▶ **Exercise prompt**: Your answer must be the full set of entries, repeated exactly.

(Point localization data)
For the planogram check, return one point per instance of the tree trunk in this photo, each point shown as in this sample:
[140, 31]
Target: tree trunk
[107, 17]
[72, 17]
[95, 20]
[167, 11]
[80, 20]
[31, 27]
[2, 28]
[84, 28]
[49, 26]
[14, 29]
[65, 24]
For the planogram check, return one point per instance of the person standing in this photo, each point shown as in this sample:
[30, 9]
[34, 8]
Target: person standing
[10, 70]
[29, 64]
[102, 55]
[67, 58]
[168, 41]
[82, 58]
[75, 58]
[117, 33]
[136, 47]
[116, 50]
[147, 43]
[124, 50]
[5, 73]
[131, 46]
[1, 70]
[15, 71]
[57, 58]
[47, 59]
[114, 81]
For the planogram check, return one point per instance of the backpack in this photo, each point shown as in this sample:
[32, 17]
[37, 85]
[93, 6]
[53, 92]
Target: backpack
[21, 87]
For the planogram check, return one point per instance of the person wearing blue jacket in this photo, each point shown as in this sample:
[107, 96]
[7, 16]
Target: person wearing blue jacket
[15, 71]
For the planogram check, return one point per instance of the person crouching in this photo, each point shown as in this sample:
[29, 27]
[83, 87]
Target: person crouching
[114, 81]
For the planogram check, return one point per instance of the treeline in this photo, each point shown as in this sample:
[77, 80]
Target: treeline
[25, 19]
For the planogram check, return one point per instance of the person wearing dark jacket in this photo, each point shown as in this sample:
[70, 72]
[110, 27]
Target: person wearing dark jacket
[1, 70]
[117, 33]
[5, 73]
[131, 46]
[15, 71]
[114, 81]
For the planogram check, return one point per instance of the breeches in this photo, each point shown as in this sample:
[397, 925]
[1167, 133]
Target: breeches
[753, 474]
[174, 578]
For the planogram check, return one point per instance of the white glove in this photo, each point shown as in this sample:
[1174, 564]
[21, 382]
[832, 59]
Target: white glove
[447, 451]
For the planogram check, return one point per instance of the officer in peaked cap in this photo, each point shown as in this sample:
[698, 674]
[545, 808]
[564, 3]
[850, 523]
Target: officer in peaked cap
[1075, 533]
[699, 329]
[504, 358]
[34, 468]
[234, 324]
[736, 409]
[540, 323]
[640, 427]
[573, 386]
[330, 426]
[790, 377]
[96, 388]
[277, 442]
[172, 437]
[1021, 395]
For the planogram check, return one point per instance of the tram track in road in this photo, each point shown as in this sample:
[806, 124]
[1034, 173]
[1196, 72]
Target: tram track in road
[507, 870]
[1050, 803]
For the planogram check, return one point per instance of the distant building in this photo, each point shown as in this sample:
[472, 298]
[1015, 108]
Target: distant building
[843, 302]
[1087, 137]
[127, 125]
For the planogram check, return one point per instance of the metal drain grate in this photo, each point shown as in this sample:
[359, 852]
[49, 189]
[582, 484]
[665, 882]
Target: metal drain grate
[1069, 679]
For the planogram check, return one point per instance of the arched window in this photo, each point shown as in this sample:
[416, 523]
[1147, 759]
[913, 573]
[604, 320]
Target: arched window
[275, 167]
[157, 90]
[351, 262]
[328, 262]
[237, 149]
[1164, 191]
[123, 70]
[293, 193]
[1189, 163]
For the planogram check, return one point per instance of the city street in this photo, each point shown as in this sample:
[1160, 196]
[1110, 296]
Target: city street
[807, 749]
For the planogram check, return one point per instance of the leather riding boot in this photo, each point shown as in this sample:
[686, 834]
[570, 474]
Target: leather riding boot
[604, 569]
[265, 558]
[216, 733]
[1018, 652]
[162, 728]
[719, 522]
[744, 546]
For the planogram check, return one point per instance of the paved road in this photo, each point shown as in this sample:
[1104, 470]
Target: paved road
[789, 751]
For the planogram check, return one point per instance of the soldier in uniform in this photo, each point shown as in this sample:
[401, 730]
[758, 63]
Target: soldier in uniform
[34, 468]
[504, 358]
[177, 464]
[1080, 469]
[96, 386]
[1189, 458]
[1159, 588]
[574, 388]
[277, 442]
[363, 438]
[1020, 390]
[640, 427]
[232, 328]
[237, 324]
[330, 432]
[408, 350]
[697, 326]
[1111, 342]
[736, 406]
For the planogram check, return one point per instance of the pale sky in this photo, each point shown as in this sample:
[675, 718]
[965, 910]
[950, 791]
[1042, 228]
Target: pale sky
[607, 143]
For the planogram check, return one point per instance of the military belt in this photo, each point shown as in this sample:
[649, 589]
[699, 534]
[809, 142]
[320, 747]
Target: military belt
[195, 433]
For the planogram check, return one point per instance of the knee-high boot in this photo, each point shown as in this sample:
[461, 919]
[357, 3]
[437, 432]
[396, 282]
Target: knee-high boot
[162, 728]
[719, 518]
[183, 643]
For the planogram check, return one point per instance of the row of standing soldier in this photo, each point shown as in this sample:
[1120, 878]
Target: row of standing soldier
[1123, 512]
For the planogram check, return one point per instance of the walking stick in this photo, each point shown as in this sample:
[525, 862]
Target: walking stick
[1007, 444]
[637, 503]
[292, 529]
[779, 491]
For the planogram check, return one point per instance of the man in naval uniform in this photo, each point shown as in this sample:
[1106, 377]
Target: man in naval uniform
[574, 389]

▶ **Exercise response**:
For the planogram check, return one point per instance of the tree trunk in this photo, each point shown as in this sample:
[140, 31]
Target: tree trunk
[107, 17]
[72, 17]
[95, 20]
[167, 11]
[80, 20]
[31, 27]
[2, 28]
[84, 28]
[49, 26]
[14, 29]
[65, 24]
For the planogram check, return one point per instance of the person standing in this photo, each point shown as in this sample:
[30, 9]
[34, 8]
Target: person standing
[10, 70]
[29, 64]
[102, 55]
[67, 58]
[168, 41]
[82, 58]
[75, 58]
[117, 33]
[136, 47]
[116, 50]
[147, 43]
[124, 50]
[5, 73]
[131, 46]
[1, 70]
[15, 71]
[57, 58]
[47, 59]
[114, 81]
For the planogram check, return one point per instance of the backpack in this photo, each point shown as in this sample:
[32, 17]
[37, 85]
[93, 6]
[53, 92]
Target: backpack
[21, 87]
For the planogram check, return one point per instance of the person wearing blue jacket in this photo, each point shown as in this sample:
[107, 96]
[7, 16]
Target: person wearing blue jacket
[15, 71]
For the planogram check, return one point per instance of the person crouching in this photo, each point shown as in this sample:
[29, 27]
[83, 87]
Target: person crouching
[114, 81]
For the planogram check, return one point per instance of the treeline in this photo, each point shown as in this sample:
[77, 80]
Target: treeline
[25, 19]
For the planogram check, return one point per instance of the person wearing dark jacket in this photo, each point shown as in this sample:
[70, 72]
[110, 27]
Target: person wearing dark jacket
[1, 70]
[117, 33]
[5, 73]
[131, 46]
[15, 71]
[114, 81]
For the planogram check, return one point per instance of the breeches in this photo, each point shown as in this sample:
[397, 925]
[1167, 133]
Target: breeches
[753, 474]
[174, 578]
For the planogram check, return one point per instance of the white glove in this photo, each point shown as in this sample:
[1174, 564]
[21, 382]
[832, 59]
Target: white glove
[447, 451]
For the planogram check, return one point per instance of the officer in peaked cap in this photo, each point shown as in this sample:
[698, 674]
[545, 808]
[564, 3]
[850, 523]
Target: officer in peaked cap
[1075, 533]
[699, 329]
[504, 358]
[34, 468]
[234, 324]
[736, 409]
[540, 323]
[640, 427]
[573, 386]
[330, 426]
[790, 377]
[96, 388]
[277, 442]
[172, 437]
[1021, 395]
For the planogram check, return one point per instance of the tram track in road in this photo, each point shown as in this sample:
[806, 124]
[1034, 173]
[1196, 72]
Target: tram track in road
[507, 870]
[1050, 803]
For the planogram check, return one point per instance of the distant building in this photo, each point shown as in this sample:
[472, 298]
[1015, 108]
Target: distant building
[843, 302]
[1087, 137]
[127, 125]
For the planogram check, return one point per instance of the metal drain grate in this photo, each point shown as in this sample:
[359, 852]
[49, 189]
[582, 484]
[665, 882]
Target: metal drain grate
[1069, 679]
For the planogram check, return one point per instance of the arched window in this photo, each point shown as in this sample:
[416, 523]
[1147, 759]
[913, 573]
[604, 320]
Target: arched window
[275, 167]
[157, 90]
[351, 262]
[328, 262]
[237, 149]
[1164, 191]
[123, 70]
[293, 193]
[1189, 163]
For the planogram check, return one point per instance of the city street in this photo, each point shown as in this sample:
[1160, 196]
[1110, 296]
Target: city street
[807, 749]
For the planogram check, return one point per instance of the leather riding boot in this photo, each point shown as in this sample:
[686, 834]
[570, 474]
Target: leather riding boot
[604, 569]
[265, 558]
[216, 733]
[1018, 652]
[162, 728]
[719, 522]
[744, 546]
For the planogram check, return one point per instance of the paved road in this photo, each point shown as in this sample:
[1104, 470]
Target: paved road
[789, 751]
For the planogram check, return one point per instance of the soldier in uniform in this photo, each point shown as in this sample:
[401, 730]
[758, 63]
Target: soldier in uniform
[34, 468]
[504, 358]
[177, 464]
[1080, 469]
[96, 386]
[1189, 458]
[1159, 588]
[574, 388]
[277, 442]
[363, 438]
[1020, 390]
[640, 427]
[232, 328]
[237, 324]
[330, 432]
[408, 350]
[697, 326]
[1111, 342]
[736, 406]
For the planogram check, return one point per instance of the pale sky in this photo, each point shown as in this sample:
[675, 718]
[965, 910]
[950, 791]
[1042, 228]
Target: pale sky
[607, 143]
For the planogram check, return one point per instance of the military belt in this photo, each point shown as in this sample:
[649, 589]
[699, 534]
[809, 142]
[320, 747]
Target: military belt
[195, 433]
For the planogram check, return one point per instance of the knee-high boot in this photo, each point shown as in this sample:
[461, 919]
[357, 3]
[437, 432]
[396, 282]
Target: knee-high boot
[162, 728]
[719, 518]
[183, 643]
For the planogram check, return one point per instance of the row of standing soldier in this photo, each point shown as in this sample:
[1120, 878]
Target: row of standing soldier
[1123, 512]
For the planogram check, return one point per instance of the walking stick in this photo, each point shown as in this sample:
[525, 862]
Target: walking stick
[1007, 444]
[637, 503]
[292, 529]
[779, 491]
For the planogram check, return one point per instance of the man in naval uniform in this photo, each point shown as in this sample:
[1106, 377]
Target: man in naval uniform
[574, 389]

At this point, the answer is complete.